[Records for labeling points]
»»

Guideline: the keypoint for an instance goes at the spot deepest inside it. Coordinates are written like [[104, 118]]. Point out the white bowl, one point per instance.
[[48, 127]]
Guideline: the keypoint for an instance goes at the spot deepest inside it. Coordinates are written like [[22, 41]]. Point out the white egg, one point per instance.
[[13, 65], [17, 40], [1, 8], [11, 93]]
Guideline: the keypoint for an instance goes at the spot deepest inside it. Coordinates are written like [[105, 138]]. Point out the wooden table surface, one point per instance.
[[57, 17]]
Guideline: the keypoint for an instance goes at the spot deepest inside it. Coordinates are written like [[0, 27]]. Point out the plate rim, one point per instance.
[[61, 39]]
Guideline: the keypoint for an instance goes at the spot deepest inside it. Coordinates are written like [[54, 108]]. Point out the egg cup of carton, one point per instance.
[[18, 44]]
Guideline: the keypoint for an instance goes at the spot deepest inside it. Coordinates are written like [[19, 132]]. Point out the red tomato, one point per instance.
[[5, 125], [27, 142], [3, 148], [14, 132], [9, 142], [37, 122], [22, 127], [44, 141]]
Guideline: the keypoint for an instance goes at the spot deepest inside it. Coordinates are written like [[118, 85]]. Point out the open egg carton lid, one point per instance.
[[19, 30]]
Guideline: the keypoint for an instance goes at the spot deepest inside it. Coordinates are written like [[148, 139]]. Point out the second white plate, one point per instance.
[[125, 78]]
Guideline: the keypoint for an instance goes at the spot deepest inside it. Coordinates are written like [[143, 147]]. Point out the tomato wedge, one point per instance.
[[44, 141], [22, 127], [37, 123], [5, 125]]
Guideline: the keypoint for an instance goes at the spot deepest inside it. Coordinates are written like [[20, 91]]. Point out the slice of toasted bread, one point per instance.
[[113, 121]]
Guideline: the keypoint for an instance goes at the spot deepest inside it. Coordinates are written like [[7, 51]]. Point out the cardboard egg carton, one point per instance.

««

• Required task
Format the lines of the records above as a numbered list, dropping any blank lines.

• Solution for this problem
1. Guideline: the keypoint for an instance goes at the spot deepest inside it. Coordinates are written like [[104, 118]]. Point out the white bowl, one point per instance.
2. [[48, 127]]
3. Guideline: the keypoint for an instance goes at the spot deepest inside it. Coordinates are written like [[22, 41]]. Point out the white egg, one point per instance.
4. [[13, 65], [17, 40], [1, 8], [11, 93]]
5. Guideline: the keypoint for an instance goes at the spot deepest inside it. Coordinates are written like [[105, 138]]. Point out the wooden table surface, one point per instance.
6. [[57, 17]]
7. Guideline: the keypoint for an instance goes at the spot deepest inside it. Coordinates are written like [[0, 27]]. Point out the plate rim, one point per instance.
8. [[61, 39]]
9. Guideline: the keypoint for an instance goes at the spot deepest inside it. Coordinates are written like [[54, 108]]. Point out the egg cup of carton, one point per instance.
10. [[18, 44]]
11. Guideline: the keypoint for an instance goes at the spot deepest inside it. Coordinates are written like [[19, 132]]. Point out the red tomato, one point per instance.
12. [[5, 125], [27, 142], [3, 148], [14, 132], [9, 142], [37, 122], [22, 127], [44, 141]]
13. Guideline: the keypoint for an instance goes at the spot deepest inside it. Coordinates are written like [[118, 85]]. Point out the open egg carton lid, one point per instance.
14. [[19, 30]]
15. Guideline: the keypoint for an instance goes at the spot deepest inside it. Coordinates are written like [[148, 139]]. Point out the second white plate, one point per instance.
16. [[125, 78]]
17. Guideline: the keypoint for an instance goes at the spot deepest inside it. Coordinates are written like [[143, 147]]. Point out the tomato wedge, one point per instance.
18. [[44, 141], [22, 127], [37, 123], [5, 125]]
19. Guideline: the keypoint for an instance goes at the spot deepest inside it. Coordinates are written like [[20, 91]]. Point out the slice of toasted bread, one point per instance.
20. [[113, 121]]
21. Guideline: the keypoint for an instance goes at the spot deepest inside it. Coordinates are written like [[7, 51]]. Point out the cardboard egg carton, one point per instance.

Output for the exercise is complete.